Thursday, March 27, 2008

Emily Dickinson

Aegina, Greece - 2007



1. ”A letter always seemed to me like immortality
because it is the mind alone without corporeal friend.”
2. “Ample make this bed. / Make this bed with awe; / In it wait till judgement break / Excellent and fair.”
3. “And then a Plank in Reason broke,
And I dropped down, and down,
And hit a World, at every plunge…”
4. “And so upon this wise I prayed,--
Great Spirit, give to me
A heaven not so large as yours
But large enough for me.”
5. “A precious, mouldering pleasure 't is
To meet an antique book,
In just the dress his century wore;
A privilege, I think,

His venerable hand to take,
And warming in our own,
A passage back, or two, to make
To times when he was young.

His quaint opinions to inspect,
His knowledge to unfold
On what concerns our mutual mind,
The literature of old;

What interested scholars most,
What competitions ran
When Plato was a certainty.
And Sophocles a man;

When Sappho was a living girl,
And Beatrice wore
The gown that Dante deified.
Facts, centuries before,

He traverses familiar,
As one should come to town
And tell you all your dreams were true;
He lived where dreams were sown.

His presence is enchantment,
You beg him not to go;
Old volumes shake their vellum heads
And tantalize, just so.”
6. “A word is dead,
When it is said;
Some say. I say
It just began
to live that day.”
7. "Beauty is not caused. It is."
8. “Because I could not stop for Death, / He kindly stopped for me; / The carriage held but just ourselves / And Immortality.”
9. “Come slowly, Eden / Lips unused to thee. / Bashful, sip thy jasmines, / As the fainting bee, / Reaching late his flower, / Round her chamber hums, / Counts his nectars -alights, / And is lost in balms!”
10. “Dying is a wild night and a new road.”
11. "Estranged from Beauty--none can be-- / For Beauty is Infinity-- / And power to be finite ceased / Before Identity was leased."
12. “Faith is a fine invention
For gentlemen who see;
But Microscopes are prudent
In an emergency.”
13. “Fame is a bee. / It has a song / It has a sting / Ah, too, it has a wing.”
14. “Forever is composed of nows.”
15. “Had I not seen the Sun
I could have borne the shade
But Light a newer Wilderness
My Wilderness has made.”
16. “He ate and drank the precious words,
His spirit grew robust;
He knew no more that he was poor,
Nor that his frame was dust.

(Stored items)
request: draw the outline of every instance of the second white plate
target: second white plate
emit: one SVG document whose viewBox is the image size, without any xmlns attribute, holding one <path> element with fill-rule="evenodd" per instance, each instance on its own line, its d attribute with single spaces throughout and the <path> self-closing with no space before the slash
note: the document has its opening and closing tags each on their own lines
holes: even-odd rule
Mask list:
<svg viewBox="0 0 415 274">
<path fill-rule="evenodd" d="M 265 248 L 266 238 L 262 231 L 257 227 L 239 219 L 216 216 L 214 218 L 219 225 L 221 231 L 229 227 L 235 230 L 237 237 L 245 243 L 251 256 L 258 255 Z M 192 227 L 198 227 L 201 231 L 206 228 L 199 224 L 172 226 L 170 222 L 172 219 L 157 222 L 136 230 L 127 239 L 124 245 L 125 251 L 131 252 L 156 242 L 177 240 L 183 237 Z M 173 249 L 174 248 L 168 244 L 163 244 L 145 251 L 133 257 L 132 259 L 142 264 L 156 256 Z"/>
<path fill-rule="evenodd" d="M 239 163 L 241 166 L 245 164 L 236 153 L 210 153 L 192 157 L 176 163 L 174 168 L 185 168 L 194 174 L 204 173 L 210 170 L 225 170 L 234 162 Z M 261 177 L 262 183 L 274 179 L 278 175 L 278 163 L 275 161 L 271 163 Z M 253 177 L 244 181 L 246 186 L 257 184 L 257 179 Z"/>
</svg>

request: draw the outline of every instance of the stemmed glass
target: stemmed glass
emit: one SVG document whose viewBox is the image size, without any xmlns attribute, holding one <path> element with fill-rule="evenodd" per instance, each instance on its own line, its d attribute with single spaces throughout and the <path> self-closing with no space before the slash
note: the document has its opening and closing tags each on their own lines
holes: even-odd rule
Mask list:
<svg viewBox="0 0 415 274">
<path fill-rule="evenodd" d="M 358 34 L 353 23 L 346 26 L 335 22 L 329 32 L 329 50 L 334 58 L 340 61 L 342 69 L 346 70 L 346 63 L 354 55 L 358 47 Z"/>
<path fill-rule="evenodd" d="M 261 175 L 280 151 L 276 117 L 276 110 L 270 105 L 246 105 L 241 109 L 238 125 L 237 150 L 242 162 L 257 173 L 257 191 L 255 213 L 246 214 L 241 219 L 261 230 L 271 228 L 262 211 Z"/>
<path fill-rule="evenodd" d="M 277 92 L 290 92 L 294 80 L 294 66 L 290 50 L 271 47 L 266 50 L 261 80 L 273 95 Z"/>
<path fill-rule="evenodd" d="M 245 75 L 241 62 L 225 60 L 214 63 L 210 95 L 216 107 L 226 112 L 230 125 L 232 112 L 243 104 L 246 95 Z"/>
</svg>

### Set exercise 1:
In two sentences, what does the page of Emily Dickinson quotations contain?
### Set exercise 2:
According to the Emily Dickinson quotations, what is forever composed of?
### Set exercise 3:
Write the next part of the Emily Dickinson quotations, starting after the line "Nor that his frame was dust."
The stored items have no connection to the Emily Dickinson quotations.

### Output 1:
Under the heading "Emily Dickinson," with the caption "Aegina, Greece - 2007," the post dated Thursday, March 27, 2008 gives a numbered list of quotations. Among them are lines calling a letter like immortality, praising the pleasure of meeting an antique book, saying a word begins to live the day it is said, and describing Death stopping in a carriage that holds only the speaker and Immortality.

### Output 2:
Nows.

### Output 3:
He danced along the dingy days,
And this bequest of wings
Was but a book. What liberty
A loosened spirit brings!”
17. “Heavenly Father" -- take to thee
The supreme iniquity
Fashioned by thy candid Hand
In a moment contraband --
Though to trust us seem to us
More respectful --
"We are Dust" --
We apologize to thee
For thine own Duplicity.”
18. “Hope is a thing with feathers / That perches in the soul, / And sings the tune without words / And never stops at all.”
19. “How dreary to be somebody! / How public, like a frog / To tell your name the livelong day/ To an admiring bog!”
20. “How much can come / And much can go, / And yet abide the world!”
21. “How strange that nature does knock, and yet does not intrude!”
22. "If I can stop one heart from breaking, I shall not live in vain;
If I can ease one life the aching, or cool one pain,
Or help one fainting robin unto his nest again,
I shall not live in vain."
23. “If I read a book and it makes my whole body so cold no fire can ever warm me, I know that is poetry.”
24. “I felt it shelter to speak to you.”
25. “Immured in Heaven!
What a Cell!
Let every Bondage be,
Thou sweetest of the Universe,
Like that which ravished thee!”
26. ”I never saw a moor, / I never saw the sea; / Yet know I how the heather looks, / And what a wave must be. / I never spoke with God, / Nor visited in Heaven; / Yet certain am I of the spot, / As if a chart were given.”
27. ”It is better to be the hammer than the anvil.”
28. “It was not death, for I stood up, / And all the dead lie down; / It was not night, for all the bells / Put out their tongues, for noon.”
29. “Luck is not chance / It's Toil / Fortune's expensive smile / Is earned.”
30. “Much madness is divinest sense
To a discerning eye;
Much sense the starkest madness.
'Tis the majority
In this, as all, prevails
Assent, and you are sane;
Demur,--you're straightway dangerous,
And handled with a chain.”
31. “My life closed twice before its close; / It yet remains to see / If Immortality unveil / A third event to me.”
32. “Not knowing when the dawn will come, I open every door.”
33. ”One need not be a chamber to be haunted;
One need not be a house;
The brain has corridors surpassing
Material place.”
34. “Our journey has advanced; / Our feet were almost come / To that odd fork in Being's road,/ Eternity by term.”
35. ”Success is counted sweetest by those who ne'er succeed.”
36. “Surgeons must be very careful / When they take the knife! / Underneath their fine incisions / Stirs the Culprit - Life!”
37. “Tell all the truth but tell it slant
Success in circuit lies
Too bright for our infirm delight
The truth's superb surprise

As lightning to the children eased
With explanation kind
The truth must dazzle gradually
Or every man be blind.”
38. “That love is all there is,
Is all we know of Love.”
39. “The dearest ones of time, the strongest friends of the soul--books.”
40. “The Gleam of an heroic act,
Such strange illumination--
The Possible's slow fuse it lit
By the Imagination.”
41. “The heart asks pleasure first,
And then, excuse from pain;
And then, those little anodynes
That deaden suffering;
And then, to go to sleep;
And then, if it should be
The will of its Inquisitor,
The liberty to die.”
42. “The Possible's slow fuse is lit
By the Imagination.”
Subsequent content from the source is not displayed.